[DIRECTION]:
Please continue the patent text below about the robot-aided clamping device, picking up right after its last sentence.

[EXCERPTED PASSAGE]:
────────────────────
FIELD OF THE INVENTION

This invention relates to the stacking or unstacking technique, and in particular, to a robot-aided clamping device.

BACKGROUND OF THE INVENTION

The robot-aided devices are increasingly popular to be used in various industries. Just as an example, a robot-aided stacking or unstacking machine (also referred to as a palletizing robot) may be used to stack or unstack various storage boxes (also referred to as logistic boxes or tote boxes), which may greatly save labour and make stacking or unstacking operations more flexible, accurate and stable.

In order to adapt to different working scenarios, a palletizing robot generally has a designed clamping fixture tailored to the actual working scenario, which clamping fixture may be e.g., a splint fixture, a claw fixture, or a vacuum sucking fixture.

SUMMARY OF THE INVENTION

The invention is defined by the claims.

According to one aspect of the disclosure, there is provided a robot-aided clamping device for pick-and-placing a storage box, comprising: a frame configured to be mounted on an end effector of a robot; and a plurality of clamping units including: at least one first clamping unit mounted on a first side of the frame and configured to clamp a first side wall of the storage box; and at least one second clamping unit mounted on a second side of the frame and configured to clamp a second side wall of the storage box; wherein the first side and the second side are non-opposite sides of the frame, and the first side wall and the second side wall are non-opposite side walls of the storage box.

In some embodiments, the first side and the second side are asymmetrical or adjacent sides of the frame, and the first side wall and the second side wall are asymmetrical or adjacent side walls of the storage box.

In some embodiments, each of the plurality of clamping units comprises: an actuator; and at least two clamping jaws configured to be actuated by the actuator to clamp the respective side wall of the storage box.

In some embodiments, the at least two clamping jaws comprise: at least one inner jaw configured to abut against the inner surface of the respective side wall; and at least one outer jaw configured to abut against the outer surface of the respective side wall, such that the respective side wall is clamped between the at least one inner jaw and the at least one outer jaw.

In some embodiments, the storage box has at least one protrusion rib or recess on its outer surface, the at least one outer jaw has a hook part configured to engage with the at least one protrusion rib.
────────────────────
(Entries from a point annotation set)
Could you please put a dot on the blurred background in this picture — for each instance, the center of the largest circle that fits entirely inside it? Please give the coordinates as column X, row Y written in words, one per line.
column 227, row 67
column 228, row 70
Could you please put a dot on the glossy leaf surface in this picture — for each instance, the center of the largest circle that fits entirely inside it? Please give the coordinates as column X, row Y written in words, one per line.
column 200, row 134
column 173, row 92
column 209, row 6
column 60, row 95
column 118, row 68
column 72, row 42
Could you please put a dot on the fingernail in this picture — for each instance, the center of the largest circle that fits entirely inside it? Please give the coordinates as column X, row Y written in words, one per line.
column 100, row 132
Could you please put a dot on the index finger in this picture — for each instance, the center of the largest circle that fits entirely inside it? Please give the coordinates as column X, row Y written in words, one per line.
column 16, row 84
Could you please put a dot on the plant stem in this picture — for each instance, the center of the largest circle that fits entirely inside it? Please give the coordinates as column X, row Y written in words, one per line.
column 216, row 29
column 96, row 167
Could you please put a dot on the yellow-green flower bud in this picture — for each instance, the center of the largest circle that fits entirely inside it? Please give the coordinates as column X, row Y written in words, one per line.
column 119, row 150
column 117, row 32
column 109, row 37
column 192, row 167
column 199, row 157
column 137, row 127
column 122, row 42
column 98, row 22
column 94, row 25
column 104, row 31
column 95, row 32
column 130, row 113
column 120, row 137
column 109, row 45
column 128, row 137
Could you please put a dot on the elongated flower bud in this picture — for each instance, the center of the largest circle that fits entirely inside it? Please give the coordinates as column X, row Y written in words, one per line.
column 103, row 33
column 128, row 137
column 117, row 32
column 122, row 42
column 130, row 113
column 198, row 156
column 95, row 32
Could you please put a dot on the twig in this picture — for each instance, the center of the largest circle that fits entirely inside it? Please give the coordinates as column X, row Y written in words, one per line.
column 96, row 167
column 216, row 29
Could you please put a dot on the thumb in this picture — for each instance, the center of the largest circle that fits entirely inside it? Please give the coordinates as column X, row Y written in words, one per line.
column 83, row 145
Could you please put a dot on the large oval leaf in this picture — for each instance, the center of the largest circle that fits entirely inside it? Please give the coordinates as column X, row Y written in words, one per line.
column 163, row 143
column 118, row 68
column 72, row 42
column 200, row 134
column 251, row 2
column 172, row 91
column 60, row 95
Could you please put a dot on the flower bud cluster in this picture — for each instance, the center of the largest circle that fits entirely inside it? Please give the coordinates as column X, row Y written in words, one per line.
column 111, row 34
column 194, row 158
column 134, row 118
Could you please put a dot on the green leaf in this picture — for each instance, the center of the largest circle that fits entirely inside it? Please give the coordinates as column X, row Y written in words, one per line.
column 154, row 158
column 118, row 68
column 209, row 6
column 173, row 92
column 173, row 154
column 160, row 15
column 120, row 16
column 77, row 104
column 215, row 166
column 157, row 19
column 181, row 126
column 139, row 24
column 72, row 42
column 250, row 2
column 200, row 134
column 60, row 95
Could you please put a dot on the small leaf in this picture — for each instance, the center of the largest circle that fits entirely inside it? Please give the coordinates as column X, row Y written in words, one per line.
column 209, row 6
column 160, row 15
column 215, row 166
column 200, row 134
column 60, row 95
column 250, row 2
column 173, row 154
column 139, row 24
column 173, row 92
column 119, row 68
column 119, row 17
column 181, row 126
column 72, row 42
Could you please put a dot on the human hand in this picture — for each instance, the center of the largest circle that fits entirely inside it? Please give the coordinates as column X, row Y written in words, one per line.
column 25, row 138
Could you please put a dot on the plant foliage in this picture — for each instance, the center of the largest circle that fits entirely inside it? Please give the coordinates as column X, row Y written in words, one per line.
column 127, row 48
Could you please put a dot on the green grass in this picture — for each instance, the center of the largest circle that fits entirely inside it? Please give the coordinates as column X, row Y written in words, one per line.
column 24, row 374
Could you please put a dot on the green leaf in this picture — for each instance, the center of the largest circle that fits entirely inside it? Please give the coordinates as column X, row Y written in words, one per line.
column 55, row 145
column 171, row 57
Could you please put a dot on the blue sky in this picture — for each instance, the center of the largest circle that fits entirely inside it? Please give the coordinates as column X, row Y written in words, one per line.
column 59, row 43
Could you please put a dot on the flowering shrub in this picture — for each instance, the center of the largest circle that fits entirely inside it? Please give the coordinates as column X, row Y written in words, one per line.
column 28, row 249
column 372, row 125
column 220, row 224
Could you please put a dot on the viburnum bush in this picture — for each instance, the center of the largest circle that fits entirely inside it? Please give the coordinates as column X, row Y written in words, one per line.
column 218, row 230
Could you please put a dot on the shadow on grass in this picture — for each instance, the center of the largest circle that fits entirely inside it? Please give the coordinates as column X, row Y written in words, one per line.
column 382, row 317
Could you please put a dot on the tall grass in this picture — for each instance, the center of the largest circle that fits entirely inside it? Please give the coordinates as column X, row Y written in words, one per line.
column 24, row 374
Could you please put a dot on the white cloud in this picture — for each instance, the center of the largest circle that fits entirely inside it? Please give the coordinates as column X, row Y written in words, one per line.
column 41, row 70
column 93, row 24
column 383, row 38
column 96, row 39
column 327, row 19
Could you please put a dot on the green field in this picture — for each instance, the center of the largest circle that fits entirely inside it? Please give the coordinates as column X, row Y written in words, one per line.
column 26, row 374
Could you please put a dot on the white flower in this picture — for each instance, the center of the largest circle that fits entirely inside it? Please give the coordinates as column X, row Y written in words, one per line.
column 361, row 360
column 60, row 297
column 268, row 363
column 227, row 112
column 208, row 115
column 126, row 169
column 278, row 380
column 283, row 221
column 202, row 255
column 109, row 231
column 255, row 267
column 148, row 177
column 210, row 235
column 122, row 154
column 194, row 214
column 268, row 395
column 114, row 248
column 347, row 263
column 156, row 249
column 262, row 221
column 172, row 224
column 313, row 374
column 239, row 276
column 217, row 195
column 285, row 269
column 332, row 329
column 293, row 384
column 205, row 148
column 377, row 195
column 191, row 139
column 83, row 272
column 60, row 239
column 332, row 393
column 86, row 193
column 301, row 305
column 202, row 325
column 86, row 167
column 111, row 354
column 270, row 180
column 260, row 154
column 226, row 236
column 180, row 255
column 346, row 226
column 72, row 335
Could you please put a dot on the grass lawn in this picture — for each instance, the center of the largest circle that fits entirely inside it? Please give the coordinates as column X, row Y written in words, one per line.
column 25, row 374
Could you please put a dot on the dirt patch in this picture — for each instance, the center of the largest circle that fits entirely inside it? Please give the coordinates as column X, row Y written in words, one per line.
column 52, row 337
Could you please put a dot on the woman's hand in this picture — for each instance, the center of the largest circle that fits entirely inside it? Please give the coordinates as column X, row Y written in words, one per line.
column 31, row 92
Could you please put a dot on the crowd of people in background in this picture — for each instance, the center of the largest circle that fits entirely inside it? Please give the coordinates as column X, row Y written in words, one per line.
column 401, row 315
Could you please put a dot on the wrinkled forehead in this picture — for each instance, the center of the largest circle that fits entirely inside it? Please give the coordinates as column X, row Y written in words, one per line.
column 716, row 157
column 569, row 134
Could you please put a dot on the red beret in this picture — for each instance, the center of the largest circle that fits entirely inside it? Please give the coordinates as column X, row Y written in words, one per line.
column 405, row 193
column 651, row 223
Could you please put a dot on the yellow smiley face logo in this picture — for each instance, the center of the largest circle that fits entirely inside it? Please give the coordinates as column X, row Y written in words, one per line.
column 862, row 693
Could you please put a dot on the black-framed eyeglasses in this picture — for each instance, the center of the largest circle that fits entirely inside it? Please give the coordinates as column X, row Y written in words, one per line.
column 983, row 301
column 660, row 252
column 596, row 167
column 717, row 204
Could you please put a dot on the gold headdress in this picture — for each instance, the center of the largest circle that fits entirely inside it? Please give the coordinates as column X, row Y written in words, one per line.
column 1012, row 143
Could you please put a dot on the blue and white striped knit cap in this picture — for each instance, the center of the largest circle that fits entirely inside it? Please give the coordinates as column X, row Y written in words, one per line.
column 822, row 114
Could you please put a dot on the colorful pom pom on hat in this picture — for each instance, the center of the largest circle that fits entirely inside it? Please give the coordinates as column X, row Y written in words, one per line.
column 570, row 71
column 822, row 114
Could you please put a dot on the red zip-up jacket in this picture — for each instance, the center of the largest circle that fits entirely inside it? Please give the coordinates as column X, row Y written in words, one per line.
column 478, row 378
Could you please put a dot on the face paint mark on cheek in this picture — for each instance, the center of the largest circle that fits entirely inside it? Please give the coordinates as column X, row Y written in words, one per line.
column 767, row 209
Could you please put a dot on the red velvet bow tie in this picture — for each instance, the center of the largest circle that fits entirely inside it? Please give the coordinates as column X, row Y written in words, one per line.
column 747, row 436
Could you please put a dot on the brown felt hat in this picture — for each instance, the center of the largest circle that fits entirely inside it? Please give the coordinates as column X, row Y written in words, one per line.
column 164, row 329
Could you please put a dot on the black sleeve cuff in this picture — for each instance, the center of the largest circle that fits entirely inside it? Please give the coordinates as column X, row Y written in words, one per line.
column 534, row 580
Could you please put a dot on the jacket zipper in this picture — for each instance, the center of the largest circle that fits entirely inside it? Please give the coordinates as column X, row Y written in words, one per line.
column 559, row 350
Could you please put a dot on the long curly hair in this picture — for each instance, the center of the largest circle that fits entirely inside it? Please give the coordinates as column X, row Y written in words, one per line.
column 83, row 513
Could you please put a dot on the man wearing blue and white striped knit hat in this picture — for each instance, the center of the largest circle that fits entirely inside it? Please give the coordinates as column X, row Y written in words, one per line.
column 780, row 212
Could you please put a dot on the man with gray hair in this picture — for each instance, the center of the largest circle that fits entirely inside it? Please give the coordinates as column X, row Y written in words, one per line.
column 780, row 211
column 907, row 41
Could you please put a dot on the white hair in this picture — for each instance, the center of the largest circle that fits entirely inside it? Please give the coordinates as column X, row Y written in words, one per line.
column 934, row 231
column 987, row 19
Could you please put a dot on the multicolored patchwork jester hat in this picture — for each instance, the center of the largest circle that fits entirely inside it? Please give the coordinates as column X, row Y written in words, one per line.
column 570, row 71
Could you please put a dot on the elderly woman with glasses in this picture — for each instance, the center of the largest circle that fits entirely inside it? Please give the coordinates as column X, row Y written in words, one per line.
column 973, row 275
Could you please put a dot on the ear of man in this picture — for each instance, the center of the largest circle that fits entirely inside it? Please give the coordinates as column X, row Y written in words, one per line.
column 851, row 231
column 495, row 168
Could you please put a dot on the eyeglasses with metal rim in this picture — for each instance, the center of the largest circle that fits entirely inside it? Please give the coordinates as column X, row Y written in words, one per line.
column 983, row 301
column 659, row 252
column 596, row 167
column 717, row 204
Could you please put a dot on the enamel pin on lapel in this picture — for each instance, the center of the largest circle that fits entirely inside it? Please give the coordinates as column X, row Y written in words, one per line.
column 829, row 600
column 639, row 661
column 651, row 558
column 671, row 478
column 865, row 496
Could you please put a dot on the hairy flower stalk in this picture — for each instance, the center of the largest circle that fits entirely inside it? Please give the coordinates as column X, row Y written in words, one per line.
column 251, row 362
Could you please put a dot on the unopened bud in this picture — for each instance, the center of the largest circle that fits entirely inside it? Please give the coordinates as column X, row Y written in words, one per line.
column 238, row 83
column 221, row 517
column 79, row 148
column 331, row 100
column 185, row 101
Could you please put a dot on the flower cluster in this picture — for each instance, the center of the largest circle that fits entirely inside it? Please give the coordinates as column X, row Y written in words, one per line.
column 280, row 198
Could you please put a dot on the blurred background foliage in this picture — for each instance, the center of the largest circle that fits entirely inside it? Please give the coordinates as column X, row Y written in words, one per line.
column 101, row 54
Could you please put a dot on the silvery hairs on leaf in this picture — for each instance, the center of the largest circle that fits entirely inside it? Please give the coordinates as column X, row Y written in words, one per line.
────────────────────
[RESULT OF THIS EXERCISE]:
In some embodiments, the first side is a long side of the frame as compared to the second side, and the first side wall is a long side wall of the storage box as compared to the second side wall; wherein the at least one first clamping unit comprises two first clamping units mounted on the first side of the frame, and the at least one second clamping unit comprises only one second clamping unit mounted on the second side of the frame.

In some embodiments, the at least one first clamping unit and the at least one second clamping unit each are configured to be movable along the respective side of the frame.

In some embodiments, the robot-aided clamping device further comprises: a balancing mechanism arranged on a joint portion between the first side and the second side of the frame, and configured to abut against a joint part between the first side wall and the second side wall of the storage box.

In some embodiments, the clamping unit is selected from a group consisted of a pneumatic clamping unit, a hydraulic clamping unit and an electric clamping unit.

In some embodiments, the pneumatic clamping unit comprises a pneumatic actuator and at least two clamping jaws comprising two parallel jaws configured to be moved in parallel with each other, or two angular jaws configured to be moved in an angular manner with respect to each other.

In some embodiments, the robot-aided clamping device further comprises an image acquiring device configured to obtain the image of the storage box and/or at least one of the plurality of clamping units.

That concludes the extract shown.